Activity ::
Count every line in the entries that contains "trace". Report that count alone.

##### Extracted information #####

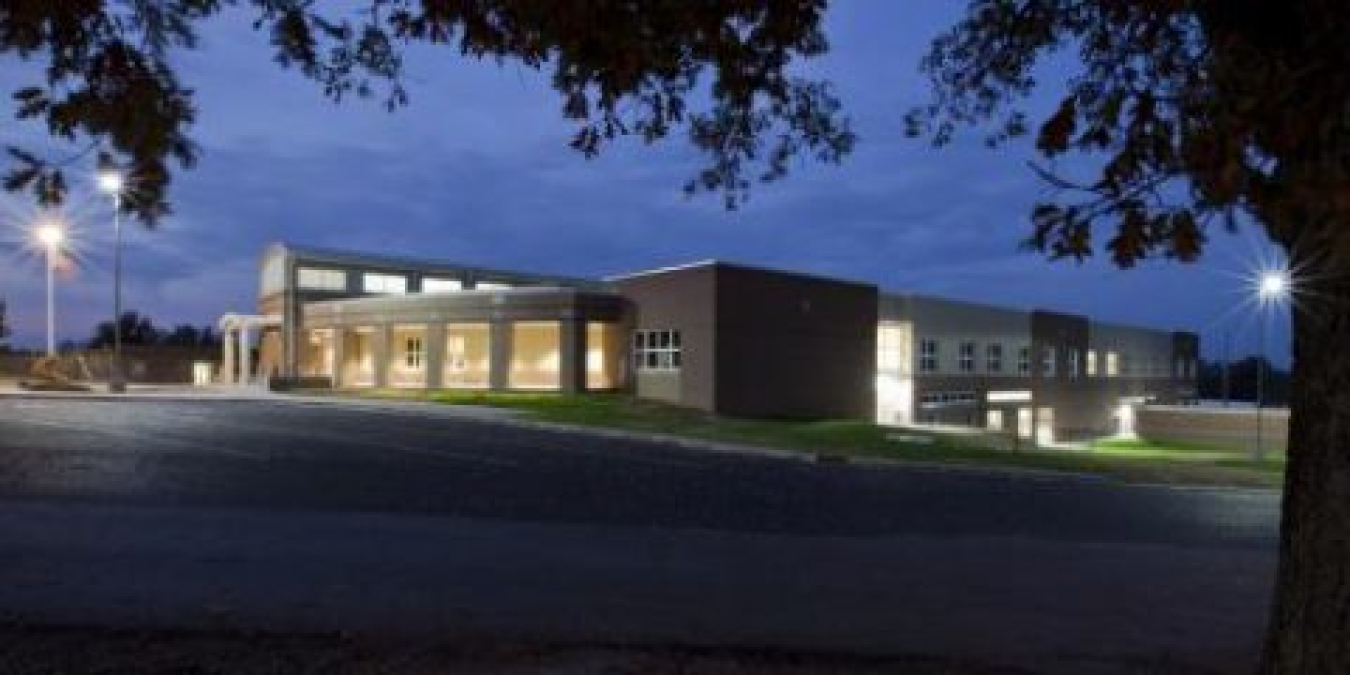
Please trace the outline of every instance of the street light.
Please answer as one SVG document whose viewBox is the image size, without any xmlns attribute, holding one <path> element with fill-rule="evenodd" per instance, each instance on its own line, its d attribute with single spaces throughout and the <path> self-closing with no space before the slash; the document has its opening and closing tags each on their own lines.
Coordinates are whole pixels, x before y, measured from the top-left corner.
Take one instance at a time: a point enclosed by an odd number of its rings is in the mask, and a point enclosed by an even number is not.
<svg viewBox="0 0 1350 675">
<path fill-rule="evenodd" d="M 1261 273 L 1256 282 L 1256 297 L 1260 301 L 1260 355 L 1256 361 L 1256 451 L 1253 459 L 1257 462 L 1265 459 L 1265 433 L 1262 409 L 1266 407 L 1266 332 L 1269 321 L 1265 311 L 1270 306 L 1284 302 L 1289 298 L 1293 283 L 1286 270 L 1267 270 Z"/>
<path fill-rule="evenodd" d="M 108 367 L 108 391 L 126 391 L 122 376 L 122 190 L 126 181 L 116 169 L 98 174 L 98 189 L 112 197 L 113 204 L 113 358 Z"/>
<path fill-rule="evenodd" d="M 1261 287 L 1257 293 L 1262 300 L 1282 300 L 1289 292 L 1289 274 L 1282 271 L 1265 272 L 1261 275 Z"/>
<path fill-rule="evenodd" d="M 53 290 L 53 271 L 56 269 L 56 254 L 66 241 L 66 231 L 60 223 L 48 221 L 37 226 L 34 231 L 38 243 L 47 251 L 47 356 L 56 356 L 56 295 Z"/>
</svg>

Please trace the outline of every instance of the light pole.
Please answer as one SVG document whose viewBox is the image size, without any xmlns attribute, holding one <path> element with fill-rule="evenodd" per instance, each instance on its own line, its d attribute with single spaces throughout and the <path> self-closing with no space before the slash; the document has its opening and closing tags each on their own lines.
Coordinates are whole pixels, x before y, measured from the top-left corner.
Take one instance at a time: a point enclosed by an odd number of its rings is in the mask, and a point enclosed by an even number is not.
<svg viewBox="0 0 1350 675">
<path fill-rule="evenodd" d="M 1261 301 L 1261 313 L 1259 317 L 1260 325 L 1260 344 L 1257 349 L 1259 354 L 1256 359 L 1256 452 L 1253 456 L 1257 462 L 1265 459 L 1265 434 L 1263 429 L 1262 409 L 1266 407 L 1266 331 L 1269 323 L 1266 310 L 1277 302 L 1284 301 L 1289 297 L 1289 273 L 1284 271 L 1263 272 L 1258 282 L 1256 294 Z"/>
<path fill-rule="evenodd" d="M 125 181 L 115 169 L 98 175 L 98 189 L 112 197 L 113 204 L 113 357 L 108 365 L 108 391 L 126 391 L 122 376 L 122 188 Z"/>
<path fill-rule="evenodd" d="M 37 240 L 47 250 L 47 356 L 56 356 L 56 293 L 55 274 L 56 254 L 66 240 L 66 232 L 54 222 L 39 225 Z"/>
</svg>

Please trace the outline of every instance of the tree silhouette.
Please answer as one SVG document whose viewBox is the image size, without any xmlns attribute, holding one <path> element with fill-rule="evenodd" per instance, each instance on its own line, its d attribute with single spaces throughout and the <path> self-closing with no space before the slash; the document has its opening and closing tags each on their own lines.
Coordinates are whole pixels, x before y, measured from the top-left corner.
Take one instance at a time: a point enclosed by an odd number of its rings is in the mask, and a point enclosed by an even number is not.
<svg viewBox="0 0 1350 675">
<path fill-rule="evenodd" d="M 593 156 L 619 137 L 652 143 L 680 130 L 708 157 L 686 189 L 720 191 L 728 205 L 752 180 L 784 175 L 794 157 L 838 161 L 853 145 L 829 87 L 786 69 L 825 51 L 823 0 L 6 2 L 0 55 L 44 64 L 42 79 L 14 92 L 16 116 L 127 167 L 123 208 L 153 224 L 169 212 L 171 164 L 197 155 L 193 93 L 171 56 L 196 47 L 201 23 L 227 6 L 251 11 L 276 62 L 334 101 L 407 103 L 401 50 L 414 42 L 549 71 L 577 125 L 572 147 Z M 9 153 L 7 188 L 62 199 L 70 158 Z"/>
<path fill-rule="evenodd" d="M 1034 131 L 1057 191 L 1029 243 L 1121 266 L 1200 255 L 1255 221 L 1294 274 L 1294 387 L 1269 673 L 1350 672 L 1350 5 L 1339 0 L 976 0 L 923 63 L 935 93 L 909 131 L 941 145 Z M 1018 105 L 1072 51 L 1055 112 Z M 1100 160 L 1086 178 L 1055 161 Z M 1104 238 L 1105 241 L 1099 241 Z"/>
<path fill-rule="evenodd" d="M 136 312 L 123 312 L 118 317 L 117 323 L 122 329 L 122 344 L 130 346 L 144 346 L 158 344 L 160 339 L 159 329 L 155 327 L 150 317 L 141 316 Z M 113 322 L 103 321 L 94 326 L 94 335 L 89 338 L 86 346 L 90 349 L 99 349 L 102 347 L 111 347 L 114 343 Z"/>
<path fill-rule="evenodd" d="M 179 324 L 171 330 L 155 326 L 148 316 L 137 312 L 123 312 L 118 323 L 122 328 L 122 344 L 126 346 L 216 347 L 220 336 L 210 326 L 198 328 Z M 94 326 L 94 335 L 85 346 L 90 349 L 111 347 L 114 343 L 113 322 L 103 321 Z"/>
</svg>

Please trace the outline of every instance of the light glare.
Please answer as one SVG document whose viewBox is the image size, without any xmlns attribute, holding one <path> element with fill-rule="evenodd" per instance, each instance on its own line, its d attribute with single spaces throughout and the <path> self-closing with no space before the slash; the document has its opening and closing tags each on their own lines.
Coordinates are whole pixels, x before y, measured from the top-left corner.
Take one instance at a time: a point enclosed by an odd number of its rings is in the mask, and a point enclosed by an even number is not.
<svg viewBox="0 0 1350 675">
<path fill-rule="evenodd" d="M 1261 275 L 1258 292 L 1267 300 L 1282 298 L 1289 291 L 1289 277 L 1284 272 L 1266 272 Z"/>
<path fill-rule="evenodd" d="M 98 189 L 110 195 L 122 194 L 122 174 L 116 171 L 102 171 L 98 174 Z"/>
<path fill-rule="evenodd" d="M 49 249 L 55 249 L 66 240 L 66 232 L 61 229 L 60 225 L 51 223 L 39 225 L 37 228 L 37 239 L 43 246 L 46 246 Z"/>
</svg>

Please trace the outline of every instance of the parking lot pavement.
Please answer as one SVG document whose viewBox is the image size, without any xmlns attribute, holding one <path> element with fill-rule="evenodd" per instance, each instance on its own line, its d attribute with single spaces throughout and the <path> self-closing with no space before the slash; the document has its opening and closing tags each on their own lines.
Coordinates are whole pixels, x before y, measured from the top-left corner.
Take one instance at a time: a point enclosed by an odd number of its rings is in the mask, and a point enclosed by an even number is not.
<svg viewBox="0 0 1350 675">
<path fill-rule="evenodd" d="M 1234 668 L 1265 492 L 812 465 L 396 410 L 0 400 L 0 611 Z M 1152 659 L 1153 661 L 1148 661 Z"/>
</svg>

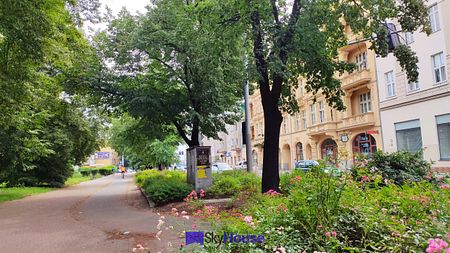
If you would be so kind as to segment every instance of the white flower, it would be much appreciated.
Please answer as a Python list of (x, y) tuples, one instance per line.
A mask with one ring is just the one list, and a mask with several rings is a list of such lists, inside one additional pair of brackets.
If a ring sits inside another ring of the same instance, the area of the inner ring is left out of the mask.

#####

Solved problem ::
5